**Short task**
Extract every line of the entries below that contains the string "bicycle", and list those lines in their original order.
— BEGIN Extracted entries —
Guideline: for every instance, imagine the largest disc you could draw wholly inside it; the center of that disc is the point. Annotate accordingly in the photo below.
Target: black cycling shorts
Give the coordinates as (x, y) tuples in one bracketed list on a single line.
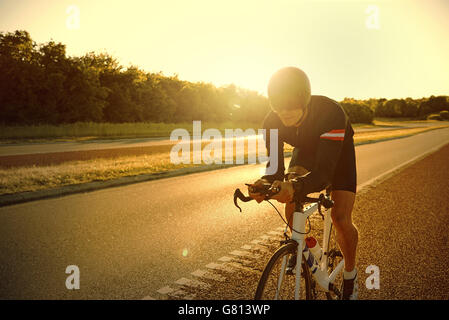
[(345, 176)]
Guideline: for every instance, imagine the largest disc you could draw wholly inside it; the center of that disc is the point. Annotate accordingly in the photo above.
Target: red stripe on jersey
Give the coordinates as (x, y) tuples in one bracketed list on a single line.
[(333, 138)]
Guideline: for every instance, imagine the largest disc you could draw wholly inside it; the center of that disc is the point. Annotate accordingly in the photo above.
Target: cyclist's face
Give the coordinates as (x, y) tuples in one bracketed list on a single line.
[(289, 110)]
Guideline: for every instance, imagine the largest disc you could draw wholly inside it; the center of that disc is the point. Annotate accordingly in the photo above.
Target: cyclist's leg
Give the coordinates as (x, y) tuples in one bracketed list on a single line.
[(343, 193), (347, 234)]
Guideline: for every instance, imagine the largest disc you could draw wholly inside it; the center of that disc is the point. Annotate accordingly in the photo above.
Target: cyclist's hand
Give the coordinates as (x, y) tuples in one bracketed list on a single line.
[(257, 196), (286, 191)]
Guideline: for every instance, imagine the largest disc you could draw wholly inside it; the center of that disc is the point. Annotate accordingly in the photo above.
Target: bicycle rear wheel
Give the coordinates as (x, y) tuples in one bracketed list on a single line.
[(276, 284)]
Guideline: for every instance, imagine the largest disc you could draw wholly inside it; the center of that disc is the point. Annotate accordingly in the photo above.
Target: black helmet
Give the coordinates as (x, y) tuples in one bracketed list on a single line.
[(289, 82)]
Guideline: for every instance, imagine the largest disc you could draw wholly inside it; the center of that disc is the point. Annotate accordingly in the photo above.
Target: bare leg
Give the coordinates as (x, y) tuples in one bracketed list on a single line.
[(347, 234)]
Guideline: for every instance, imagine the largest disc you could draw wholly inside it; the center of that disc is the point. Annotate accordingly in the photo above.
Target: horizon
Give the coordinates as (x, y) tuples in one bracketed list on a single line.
[(363, 50)]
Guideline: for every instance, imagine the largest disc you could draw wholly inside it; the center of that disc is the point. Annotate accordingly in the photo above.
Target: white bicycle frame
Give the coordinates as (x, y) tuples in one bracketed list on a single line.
[(318, 268)]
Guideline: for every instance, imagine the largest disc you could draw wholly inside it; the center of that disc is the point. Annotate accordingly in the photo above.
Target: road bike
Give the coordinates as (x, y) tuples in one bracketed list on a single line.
[(317, 274)]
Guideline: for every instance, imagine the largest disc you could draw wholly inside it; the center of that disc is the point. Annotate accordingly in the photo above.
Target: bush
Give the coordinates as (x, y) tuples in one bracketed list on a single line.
[(434, 117), (358, 113), (433, 104), (444, 114)]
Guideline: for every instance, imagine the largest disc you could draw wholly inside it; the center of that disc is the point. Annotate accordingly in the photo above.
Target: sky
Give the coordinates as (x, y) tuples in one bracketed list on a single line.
[(349, 48)]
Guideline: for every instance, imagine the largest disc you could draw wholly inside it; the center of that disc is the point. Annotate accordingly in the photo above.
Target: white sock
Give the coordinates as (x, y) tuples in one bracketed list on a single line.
[(349, 275)]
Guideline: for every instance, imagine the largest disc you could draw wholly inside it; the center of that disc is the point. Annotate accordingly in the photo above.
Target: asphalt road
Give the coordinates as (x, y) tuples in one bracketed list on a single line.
[(50, 147), (130, 241)]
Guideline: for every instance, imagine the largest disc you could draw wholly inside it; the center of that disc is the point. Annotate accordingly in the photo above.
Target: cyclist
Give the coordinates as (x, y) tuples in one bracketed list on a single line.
[(323, 156)]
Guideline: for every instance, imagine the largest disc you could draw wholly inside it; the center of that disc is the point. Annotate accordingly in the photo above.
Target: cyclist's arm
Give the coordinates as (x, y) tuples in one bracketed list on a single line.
[(328, 153), (279, 175)]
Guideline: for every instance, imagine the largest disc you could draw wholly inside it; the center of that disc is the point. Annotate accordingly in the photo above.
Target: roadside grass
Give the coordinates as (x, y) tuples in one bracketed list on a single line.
[(23, 179), (84, 131)]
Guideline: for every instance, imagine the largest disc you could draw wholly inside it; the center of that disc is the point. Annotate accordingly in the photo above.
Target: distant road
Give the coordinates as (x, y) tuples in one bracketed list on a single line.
[(49, 147), (131, 241)]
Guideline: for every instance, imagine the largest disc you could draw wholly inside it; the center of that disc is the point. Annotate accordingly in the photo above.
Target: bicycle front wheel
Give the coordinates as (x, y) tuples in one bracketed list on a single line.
[(276, 284)]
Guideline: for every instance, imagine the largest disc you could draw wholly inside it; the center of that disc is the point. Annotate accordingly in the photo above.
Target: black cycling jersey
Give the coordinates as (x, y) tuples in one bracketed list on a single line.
[(319, 141)]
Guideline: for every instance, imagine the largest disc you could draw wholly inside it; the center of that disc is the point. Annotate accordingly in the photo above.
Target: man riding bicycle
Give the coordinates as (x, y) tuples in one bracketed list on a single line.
[(323, 156)]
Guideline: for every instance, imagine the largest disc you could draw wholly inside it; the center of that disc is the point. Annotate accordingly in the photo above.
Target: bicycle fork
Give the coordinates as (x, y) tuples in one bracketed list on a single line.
[(317, 268)]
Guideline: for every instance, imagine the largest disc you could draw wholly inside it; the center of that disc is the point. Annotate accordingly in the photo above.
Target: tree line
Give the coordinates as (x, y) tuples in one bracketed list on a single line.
[(40, 84)]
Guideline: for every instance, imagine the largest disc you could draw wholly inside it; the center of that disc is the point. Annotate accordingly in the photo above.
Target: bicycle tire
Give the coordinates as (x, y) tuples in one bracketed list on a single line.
[(334, 257), (266, 288)]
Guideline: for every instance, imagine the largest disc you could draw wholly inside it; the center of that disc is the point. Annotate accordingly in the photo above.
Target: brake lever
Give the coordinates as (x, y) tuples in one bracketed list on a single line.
[(239, 195)]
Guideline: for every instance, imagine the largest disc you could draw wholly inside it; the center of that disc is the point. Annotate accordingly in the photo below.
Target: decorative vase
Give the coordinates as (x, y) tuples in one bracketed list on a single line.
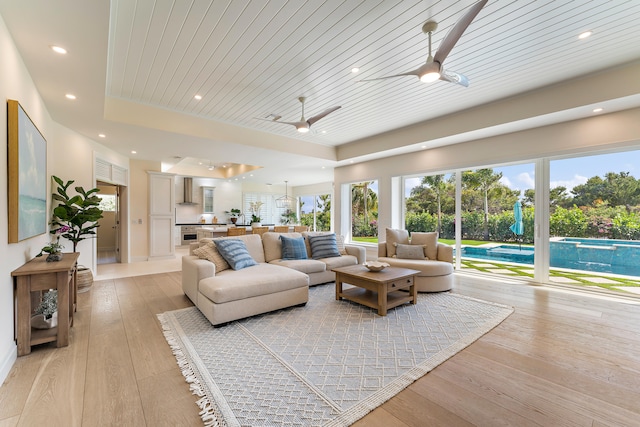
— END Extracted entries —
**Response**
Target: bicycle rear wheel
Target: white bicycle frame
Target: bicycle front wheel
Target: man riding bicycle
Target: bicycle fork
Target: bicycle tire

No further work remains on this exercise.